§ **SUPPLIED PASSAGE**:
---
In 1994 Sutton moved to Los Angeles, where she has become a fixture on
the jazz scene, often leading her own group and singing with Buddy
Childers and Dave MacKay. Sutton also teaches voice at the University of
Southern California.
Her debut CD on Challenge Records,
“Introducing Tierney Sutton,” was recorded in 1996 and released in 1998.
Since then, she has further established a solid recording career with
four excellent CDs on the Telarc label. ”Unsung Heroes” was issued in
spring 2000, followed in 2001 by “Blue
in Green,” a lovely tribute to pianist
Bill Evans.
“Something
Cool,” a 2002 offering, emphasized her affinity to the “Misty
Miss Christy,” whose mid-1950s rendition of the title track is a
classic.
Just a year ago, Sutton released what
may be her finest recording to date, an homage to Frank Sinatra called
“Dancing in the Dark.” It certainly is her most ambitious project, with
arrangements for full string orchestra occasionally enhancing the fine
accompaniment of her longtime trio—pianist Christian Jacob, bassist Trey
Henry and drummer Ray Brinker. Sutton manages to put her own stamp on
these immortal tunes associated with Sinatra, including “Fly Me to the
Moon,” “All the Way,” “I’ll Be Around,” “Emily,” “Only the Lonely” and
“I Think of You.”
“There are lots of songs that almost no
one records, like ‘I Think of You,’” Sutton says. “Although many of the
songs that we chose were not big hits for Sinatra, in each case I felt
his commitment to the song, either because he had recorded it more than
once or because his version remains the standard.”
Tickets for the Tierney Sutton concerts
in Brownville range from just $13 to $20. The Brownville Concert Hall is
at 126 Atlantic St. For more information and for tickets call (402)
825-3331 or visit
www.brownvilleconcertseries.com.
Hersch Ensemble does
Walt Whitman
”I hear America singing,
the varied carols I hear.” ~Walt Whitman
The 10-piece Fred Hersch
Ensemble, including vocalists Kurt Elling and Kate
McGarry, will perform excerpts from Walt Whitman’s “Leaves of Grass,” to
music by Hersch on March 31 at the Lied Center for Performing Arts in
Lincoln. It has been booked as part of a University of Nebraska-Lincoln
symposium on Whitman’s famous collection of poems.
---
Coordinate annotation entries
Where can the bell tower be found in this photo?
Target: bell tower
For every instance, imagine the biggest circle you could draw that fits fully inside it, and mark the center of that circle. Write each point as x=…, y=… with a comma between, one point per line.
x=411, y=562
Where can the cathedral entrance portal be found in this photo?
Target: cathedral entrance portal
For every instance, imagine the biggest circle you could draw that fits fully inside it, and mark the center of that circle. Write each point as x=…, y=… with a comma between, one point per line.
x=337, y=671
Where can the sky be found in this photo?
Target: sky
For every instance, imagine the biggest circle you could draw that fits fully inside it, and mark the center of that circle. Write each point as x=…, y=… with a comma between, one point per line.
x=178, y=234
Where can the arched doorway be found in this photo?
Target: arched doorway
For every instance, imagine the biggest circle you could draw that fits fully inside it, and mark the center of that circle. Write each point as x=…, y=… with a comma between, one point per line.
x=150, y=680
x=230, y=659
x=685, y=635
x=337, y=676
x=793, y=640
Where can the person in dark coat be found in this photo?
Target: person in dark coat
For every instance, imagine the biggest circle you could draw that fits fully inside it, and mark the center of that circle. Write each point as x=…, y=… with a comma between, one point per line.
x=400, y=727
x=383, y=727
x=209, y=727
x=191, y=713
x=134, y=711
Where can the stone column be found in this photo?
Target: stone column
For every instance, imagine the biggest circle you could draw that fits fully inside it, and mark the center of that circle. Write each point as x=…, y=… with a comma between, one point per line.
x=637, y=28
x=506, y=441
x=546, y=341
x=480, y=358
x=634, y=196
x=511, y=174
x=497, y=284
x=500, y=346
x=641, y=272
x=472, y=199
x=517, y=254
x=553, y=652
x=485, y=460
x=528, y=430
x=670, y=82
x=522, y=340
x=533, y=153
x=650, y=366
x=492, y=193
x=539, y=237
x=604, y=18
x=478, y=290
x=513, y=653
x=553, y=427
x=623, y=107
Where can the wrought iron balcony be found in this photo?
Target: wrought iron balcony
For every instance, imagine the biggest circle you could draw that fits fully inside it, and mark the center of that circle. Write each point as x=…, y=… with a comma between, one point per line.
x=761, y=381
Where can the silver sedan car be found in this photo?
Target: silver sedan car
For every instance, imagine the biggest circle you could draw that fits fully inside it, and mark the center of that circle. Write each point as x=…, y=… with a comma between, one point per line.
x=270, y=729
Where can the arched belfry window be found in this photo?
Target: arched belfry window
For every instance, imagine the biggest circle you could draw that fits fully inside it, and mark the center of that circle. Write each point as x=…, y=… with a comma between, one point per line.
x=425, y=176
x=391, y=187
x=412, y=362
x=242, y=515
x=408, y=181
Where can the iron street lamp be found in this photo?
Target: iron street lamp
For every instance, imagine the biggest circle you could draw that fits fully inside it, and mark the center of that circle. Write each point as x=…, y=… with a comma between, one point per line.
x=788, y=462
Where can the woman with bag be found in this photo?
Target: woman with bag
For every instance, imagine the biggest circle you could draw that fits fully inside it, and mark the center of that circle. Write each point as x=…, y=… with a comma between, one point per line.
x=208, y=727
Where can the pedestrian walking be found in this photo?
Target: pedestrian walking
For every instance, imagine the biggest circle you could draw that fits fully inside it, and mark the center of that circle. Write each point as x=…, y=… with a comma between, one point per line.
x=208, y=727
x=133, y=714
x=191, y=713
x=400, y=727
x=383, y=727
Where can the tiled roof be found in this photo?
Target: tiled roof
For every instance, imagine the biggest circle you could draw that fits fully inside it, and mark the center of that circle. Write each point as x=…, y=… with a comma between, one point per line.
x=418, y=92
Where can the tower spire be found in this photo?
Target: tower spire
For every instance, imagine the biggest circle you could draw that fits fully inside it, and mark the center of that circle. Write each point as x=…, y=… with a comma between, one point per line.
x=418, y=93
---
§ **INSTRUCTION 1**: Please copy out the whole article on Tierney Sutton and the Fred Hersch Ensemble word for word.
§ **INSTRUCTION 2**: Rewrite the records from the line with "Where can the stone" to the line with "x=513, y=653", putting "stone pillar" in place of "stone column" and changing nothing else. Return only those lines.

§ **EXERCISE SOLUTION 1**:
In 1994 Sutton moved to Los Angeles, where she has become a fixture on
the jazz scene, often leading her own group and singing with Buddy
Childers and Dave MacKay. Sutton also teaches voice at the University of
Southern California.
Her debut CD on Challenge Records,
“Introducing Tierney Sutton,” was recorded in 1996 and released in 1998.
Since then, she has further established a solid recording career with
four excellent CDs on the Telarc label. ”Unsung Heroes” was issued in
spring 2000, followed in 2001 by “Blue
in Green,” a lovely tribute to pianist
Bill Evans.
“Something
Cool,” a 2002 offering, emphasized her affinity to the “Misty
Miss Christy,” whose mid-1950s rendition of the title track is a
classic.
Just a year ago, Sutton released what
may be her finest recording to date, an homage to Frank Sinatra called
“Dancing in the Dark.” It certainly is her most ambitious project, with
arrangements for full string orchestra occasionally enhancing the fine
accompaniment of her longtime trio—pianist Christian Jacob, bassist Trey
Henry and drummer Ray Brinker. Sutton manages to put her own stamp on
these immortal tunes associated with Sinatra, including “Fly Me to the
Moon,” “All the Way,” “I’ll Be Around,” “Emily,” “Only the Lonely” and
“I Think of You.”
“There are lots of songs that almost no
one records, like ‘I Think of You,’” Sutton says. “Although many of the
songs that we chose were not big hits for Sinatra, in each case I felt
his commitment to the song, either because he had recorded it more than
once or because his version remains the standard.”
Tickets for the Tierney Sutton concerts
in Brownville range from just $13 to $20. The Brownville Concert Hall is
at 126 Atlantic St. For more information and for tickets call (402)
825-3331 or visit
www.brownvilleconcertseries.com.
Hersch Ensemble does
Walt Whitman
”I hear America singing,
the varied carols I hear.” ~Walt Whitman
The 10-piece Fred Hersch
Ensemble, including vocalists Kurt Elling and Kate
McGarry, will perform excerpts from Walt Whitman’s “Leaves of Grass,” to
music by Hersch on March 31 at the Lied Center for Performing Arts in
Lincoln. It has been booked as part of a University of Nebraska-Lincoln
symposium on Whitman’s famous collection of poems.

§ **EXERCISE SOLUTION 2**:
Where can the stone pillar be found in this photo?
Target: stone pillar
For every instance, imagine the biggest circle you could draw that fits fully inside it, and mark the center of that circle. Write each point as x=…, y=… with a comma between, one point per line.
x=637, y=28
x=506, y=441
x=546, y=341
x=480, y=358
x=634, y=196
x=511, y=174
x=497, y=284
x=500, y=346
x=641, y=272
x=472, y=199
x=517, y=254
x=553, y=652
x=485, y=460
x=528, y=430
x=670, y=82
x=522, y=340
x=533, y=153
x=650, y=366
x=492, y=193
x=539, y=237
x=604, y=18
x=478, y=290
x=513, y=653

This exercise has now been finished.